• _Goal of the exercise_:
Copy out, word for word, the lines of the records below from the line with "with red collar listed here." to the line with "[(1290, 24), (882, 16)]", both included.

══ Supplied records ══

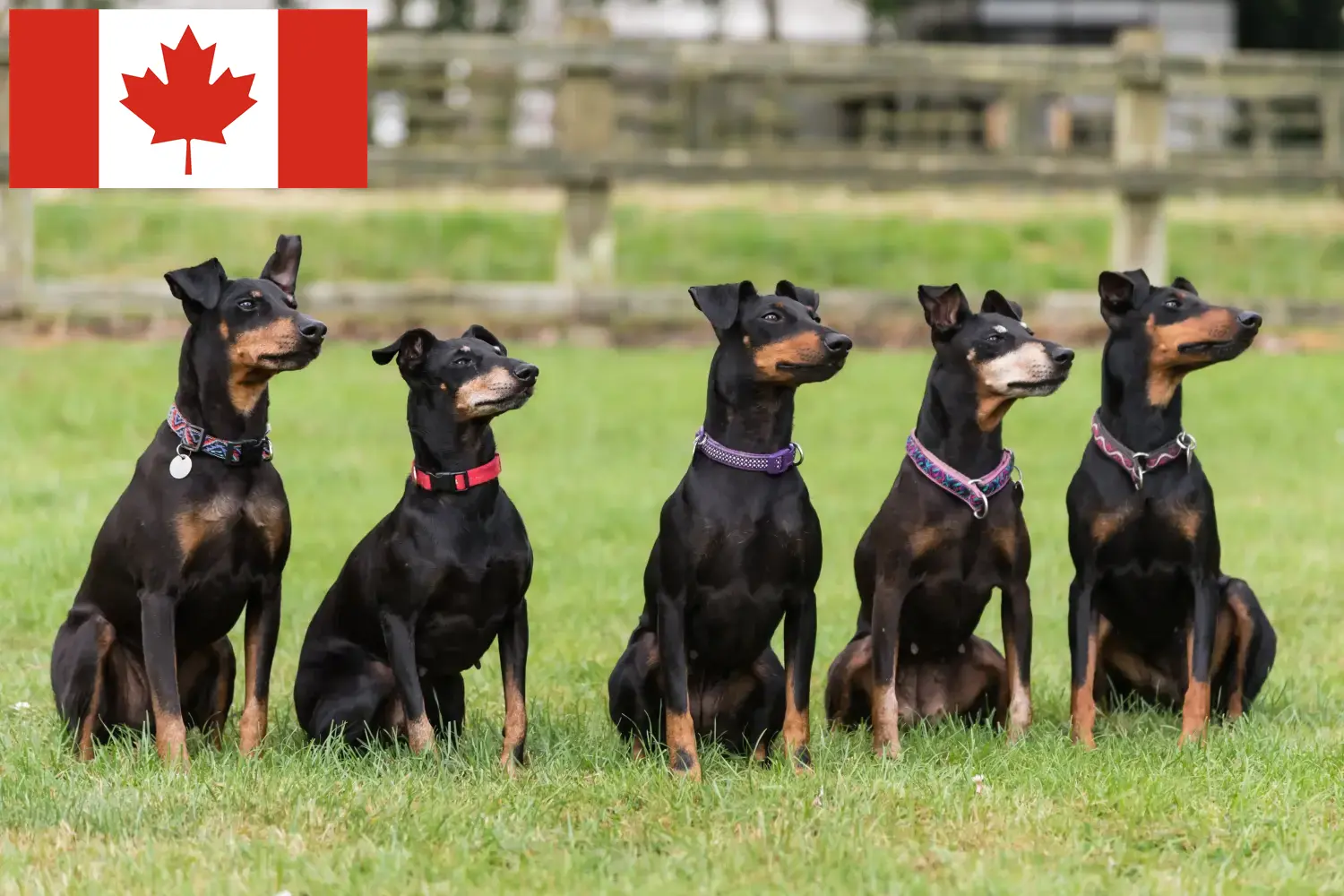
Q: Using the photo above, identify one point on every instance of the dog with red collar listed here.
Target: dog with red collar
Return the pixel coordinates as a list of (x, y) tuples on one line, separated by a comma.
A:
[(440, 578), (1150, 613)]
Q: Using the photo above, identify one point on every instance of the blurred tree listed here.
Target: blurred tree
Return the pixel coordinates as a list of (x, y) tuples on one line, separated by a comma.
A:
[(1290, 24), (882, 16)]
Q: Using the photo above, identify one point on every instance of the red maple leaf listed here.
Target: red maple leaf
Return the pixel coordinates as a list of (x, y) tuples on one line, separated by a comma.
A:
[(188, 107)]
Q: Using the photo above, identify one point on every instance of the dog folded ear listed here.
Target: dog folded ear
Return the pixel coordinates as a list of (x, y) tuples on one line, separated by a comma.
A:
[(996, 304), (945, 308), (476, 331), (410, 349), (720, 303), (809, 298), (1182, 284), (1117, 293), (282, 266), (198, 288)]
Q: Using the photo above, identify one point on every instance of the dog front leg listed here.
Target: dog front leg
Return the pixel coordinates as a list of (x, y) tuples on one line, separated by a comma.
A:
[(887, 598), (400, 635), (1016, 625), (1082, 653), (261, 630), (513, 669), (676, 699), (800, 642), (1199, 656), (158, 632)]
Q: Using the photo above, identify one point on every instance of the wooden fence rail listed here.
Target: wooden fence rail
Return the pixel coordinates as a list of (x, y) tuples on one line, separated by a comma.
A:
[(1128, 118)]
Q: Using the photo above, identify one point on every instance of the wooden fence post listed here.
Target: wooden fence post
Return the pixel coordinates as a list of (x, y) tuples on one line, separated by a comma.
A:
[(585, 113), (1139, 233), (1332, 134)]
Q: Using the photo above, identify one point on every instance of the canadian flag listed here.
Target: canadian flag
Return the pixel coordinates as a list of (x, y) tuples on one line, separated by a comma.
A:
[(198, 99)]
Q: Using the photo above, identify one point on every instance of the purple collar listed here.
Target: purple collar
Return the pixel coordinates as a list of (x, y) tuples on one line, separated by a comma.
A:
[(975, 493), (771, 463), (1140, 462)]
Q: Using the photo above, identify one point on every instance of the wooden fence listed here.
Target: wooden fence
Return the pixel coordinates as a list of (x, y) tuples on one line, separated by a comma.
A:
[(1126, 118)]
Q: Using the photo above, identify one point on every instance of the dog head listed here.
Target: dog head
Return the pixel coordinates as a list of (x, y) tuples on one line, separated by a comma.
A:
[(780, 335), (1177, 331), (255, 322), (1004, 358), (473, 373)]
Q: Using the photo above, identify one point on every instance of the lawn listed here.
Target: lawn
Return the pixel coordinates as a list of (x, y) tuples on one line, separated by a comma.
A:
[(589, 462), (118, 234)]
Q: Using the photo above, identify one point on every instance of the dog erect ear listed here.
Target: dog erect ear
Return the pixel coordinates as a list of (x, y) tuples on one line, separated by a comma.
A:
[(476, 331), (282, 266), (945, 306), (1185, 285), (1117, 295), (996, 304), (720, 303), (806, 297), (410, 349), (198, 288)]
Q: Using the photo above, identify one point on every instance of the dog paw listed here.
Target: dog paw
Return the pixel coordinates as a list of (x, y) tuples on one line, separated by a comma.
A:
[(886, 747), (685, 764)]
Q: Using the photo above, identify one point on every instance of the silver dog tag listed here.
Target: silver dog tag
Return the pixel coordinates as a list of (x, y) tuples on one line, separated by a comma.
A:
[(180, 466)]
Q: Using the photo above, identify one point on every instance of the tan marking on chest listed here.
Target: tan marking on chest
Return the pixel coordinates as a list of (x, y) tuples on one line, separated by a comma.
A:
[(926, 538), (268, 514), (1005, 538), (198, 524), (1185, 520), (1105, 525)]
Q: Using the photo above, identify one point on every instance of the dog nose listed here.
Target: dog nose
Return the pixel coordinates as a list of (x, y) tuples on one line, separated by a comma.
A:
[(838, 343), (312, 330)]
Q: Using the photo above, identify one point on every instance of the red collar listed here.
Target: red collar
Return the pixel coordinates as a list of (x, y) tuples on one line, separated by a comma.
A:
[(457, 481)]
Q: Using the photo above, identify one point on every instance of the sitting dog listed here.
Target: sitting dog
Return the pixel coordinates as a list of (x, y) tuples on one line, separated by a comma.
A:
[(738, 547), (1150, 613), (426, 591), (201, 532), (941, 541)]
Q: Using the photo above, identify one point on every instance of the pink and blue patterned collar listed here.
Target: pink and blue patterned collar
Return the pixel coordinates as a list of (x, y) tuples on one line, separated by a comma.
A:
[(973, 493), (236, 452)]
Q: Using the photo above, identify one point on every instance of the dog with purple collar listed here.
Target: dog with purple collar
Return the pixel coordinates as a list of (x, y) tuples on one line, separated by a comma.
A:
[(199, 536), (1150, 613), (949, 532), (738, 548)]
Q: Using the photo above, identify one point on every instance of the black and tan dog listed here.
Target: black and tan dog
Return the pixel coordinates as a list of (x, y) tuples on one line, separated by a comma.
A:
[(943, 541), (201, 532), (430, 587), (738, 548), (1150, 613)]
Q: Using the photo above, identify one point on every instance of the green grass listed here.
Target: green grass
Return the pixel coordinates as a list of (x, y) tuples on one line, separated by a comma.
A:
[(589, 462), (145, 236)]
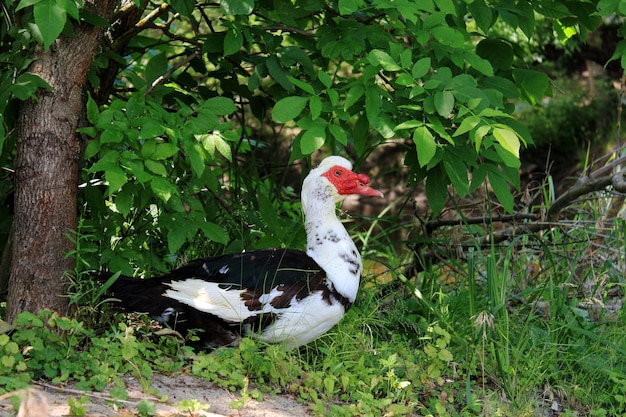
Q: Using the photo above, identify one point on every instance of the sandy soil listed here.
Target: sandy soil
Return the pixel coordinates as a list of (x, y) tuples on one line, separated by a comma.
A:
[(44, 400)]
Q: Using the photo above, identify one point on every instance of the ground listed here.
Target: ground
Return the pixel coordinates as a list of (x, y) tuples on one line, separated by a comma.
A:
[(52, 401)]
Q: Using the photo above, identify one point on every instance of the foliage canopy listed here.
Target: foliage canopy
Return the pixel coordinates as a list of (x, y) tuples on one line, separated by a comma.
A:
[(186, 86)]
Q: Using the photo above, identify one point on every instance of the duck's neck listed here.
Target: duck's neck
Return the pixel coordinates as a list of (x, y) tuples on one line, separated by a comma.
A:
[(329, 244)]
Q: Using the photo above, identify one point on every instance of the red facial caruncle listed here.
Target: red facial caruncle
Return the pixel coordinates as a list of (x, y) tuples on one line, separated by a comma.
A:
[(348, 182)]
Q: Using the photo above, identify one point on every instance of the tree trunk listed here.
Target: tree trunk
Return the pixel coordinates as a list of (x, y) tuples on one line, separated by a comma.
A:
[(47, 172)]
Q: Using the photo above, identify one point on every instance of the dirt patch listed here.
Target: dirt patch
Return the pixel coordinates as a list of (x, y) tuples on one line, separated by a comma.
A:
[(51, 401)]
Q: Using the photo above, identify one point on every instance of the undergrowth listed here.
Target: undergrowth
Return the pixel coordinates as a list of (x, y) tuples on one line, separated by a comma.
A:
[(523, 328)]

═══
══ Supplied records ══

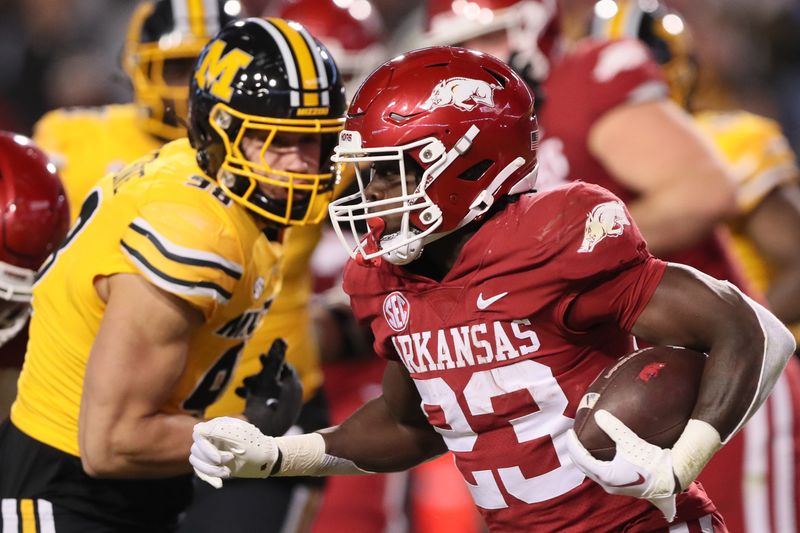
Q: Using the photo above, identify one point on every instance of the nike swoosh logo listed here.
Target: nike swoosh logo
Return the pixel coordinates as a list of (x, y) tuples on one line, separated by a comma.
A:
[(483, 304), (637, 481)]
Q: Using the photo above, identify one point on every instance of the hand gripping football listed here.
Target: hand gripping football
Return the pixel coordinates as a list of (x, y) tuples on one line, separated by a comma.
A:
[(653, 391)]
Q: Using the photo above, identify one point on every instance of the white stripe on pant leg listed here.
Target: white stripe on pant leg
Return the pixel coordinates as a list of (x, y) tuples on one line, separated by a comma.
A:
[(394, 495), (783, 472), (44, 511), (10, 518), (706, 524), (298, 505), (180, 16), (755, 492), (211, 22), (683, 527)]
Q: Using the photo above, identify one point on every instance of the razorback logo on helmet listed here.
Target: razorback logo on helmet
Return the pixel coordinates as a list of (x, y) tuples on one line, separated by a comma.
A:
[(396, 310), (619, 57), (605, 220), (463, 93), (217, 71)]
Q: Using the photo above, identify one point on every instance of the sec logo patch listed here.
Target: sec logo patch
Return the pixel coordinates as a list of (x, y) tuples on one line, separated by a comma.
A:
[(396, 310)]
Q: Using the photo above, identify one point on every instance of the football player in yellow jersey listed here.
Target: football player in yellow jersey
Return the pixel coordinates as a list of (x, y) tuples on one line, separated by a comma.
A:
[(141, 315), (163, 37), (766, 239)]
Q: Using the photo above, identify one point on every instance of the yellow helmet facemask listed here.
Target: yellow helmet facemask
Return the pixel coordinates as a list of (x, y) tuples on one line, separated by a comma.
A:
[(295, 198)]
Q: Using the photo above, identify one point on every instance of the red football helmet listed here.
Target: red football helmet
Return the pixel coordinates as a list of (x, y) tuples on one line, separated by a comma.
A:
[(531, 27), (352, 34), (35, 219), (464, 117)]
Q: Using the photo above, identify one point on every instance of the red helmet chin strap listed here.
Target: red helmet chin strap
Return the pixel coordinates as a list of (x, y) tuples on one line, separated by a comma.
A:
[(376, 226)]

═══
══ Supplied records ══

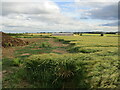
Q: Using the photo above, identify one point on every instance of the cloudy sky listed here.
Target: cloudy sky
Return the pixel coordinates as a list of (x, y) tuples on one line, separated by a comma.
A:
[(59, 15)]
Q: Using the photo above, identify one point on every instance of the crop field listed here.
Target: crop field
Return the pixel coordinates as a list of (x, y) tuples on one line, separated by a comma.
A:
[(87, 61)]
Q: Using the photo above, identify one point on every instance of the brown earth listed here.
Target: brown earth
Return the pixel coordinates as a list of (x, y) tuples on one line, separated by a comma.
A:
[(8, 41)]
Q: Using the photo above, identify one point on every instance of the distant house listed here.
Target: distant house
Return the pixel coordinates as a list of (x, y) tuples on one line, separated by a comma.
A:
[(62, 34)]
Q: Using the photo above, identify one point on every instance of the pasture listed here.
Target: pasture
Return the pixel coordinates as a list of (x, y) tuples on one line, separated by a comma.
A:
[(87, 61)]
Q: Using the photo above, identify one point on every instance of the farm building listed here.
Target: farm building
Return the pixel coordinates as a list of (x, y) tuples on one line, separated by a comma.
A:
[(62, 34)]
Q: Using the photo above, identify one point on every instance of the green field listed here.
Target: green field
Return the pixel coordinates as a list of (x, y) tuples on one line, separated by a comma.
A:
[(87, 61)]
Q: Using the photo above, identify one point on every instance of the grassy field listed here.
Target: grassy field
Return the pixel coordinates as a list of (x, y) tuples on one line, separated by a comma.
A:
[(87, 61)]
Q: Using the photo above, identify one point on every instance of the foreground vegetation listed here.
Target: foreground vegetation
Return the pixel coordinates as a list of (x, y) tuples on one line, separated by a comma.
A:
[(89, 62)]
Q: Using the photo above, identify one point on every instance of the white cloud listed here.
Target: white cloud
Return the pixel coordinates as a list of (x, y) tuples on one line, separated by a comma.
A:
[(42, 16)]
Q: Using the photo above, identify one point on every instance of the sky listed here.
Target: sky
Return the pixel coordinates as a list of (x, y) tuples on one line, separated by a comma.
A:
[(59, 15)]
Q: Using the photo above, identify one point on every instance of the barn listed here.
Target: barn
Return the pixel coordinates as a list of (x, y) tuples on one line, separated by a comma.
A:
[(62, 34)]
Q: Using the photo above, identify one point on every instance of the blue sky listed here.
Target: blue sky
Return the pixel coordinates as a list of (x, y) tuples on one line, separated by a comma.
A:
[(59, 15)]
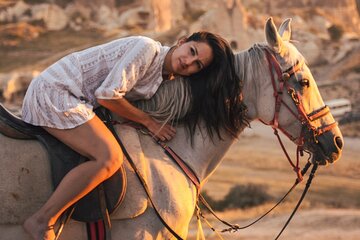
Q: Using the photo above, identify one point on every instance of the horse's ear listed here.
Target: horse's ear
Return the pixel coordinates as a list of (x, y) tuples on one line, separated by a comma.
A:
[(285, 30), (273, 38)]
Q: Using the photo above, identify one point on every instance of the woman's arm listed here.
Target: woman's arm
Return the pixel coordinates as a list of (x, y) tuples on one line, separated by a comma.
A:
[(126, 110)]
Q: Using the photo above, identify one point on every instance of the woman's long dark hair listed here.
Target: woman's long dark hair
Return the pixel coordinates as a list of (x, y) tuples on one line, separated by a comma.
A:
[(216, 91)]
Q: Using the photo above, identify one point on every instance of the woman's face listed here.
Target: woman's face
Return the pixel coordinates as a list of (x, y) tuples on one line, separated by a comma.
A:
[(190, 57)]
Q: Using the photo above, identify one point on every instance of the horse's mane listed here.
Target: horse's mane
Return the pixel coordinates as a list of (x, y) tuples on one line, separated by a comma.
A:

═══

• _Output for this task_:
Q: Using the photo above, identify one point on every instance of the dog with red collar listed here.
Target: dog with red collar
Return the pixel coordinates as a list of (x, y) tuples on one line, separated by a comma.
A:
[(440, 578), (1150, 613)]
Q: Using the photo above, identify one point on every instance of the blurred tree listed here.
Target: blurred tree
Return the pixel coordinates as a list of (x, y) tuples on one line, separated by a comma.
A:
[(1290, 24), (882, 16)]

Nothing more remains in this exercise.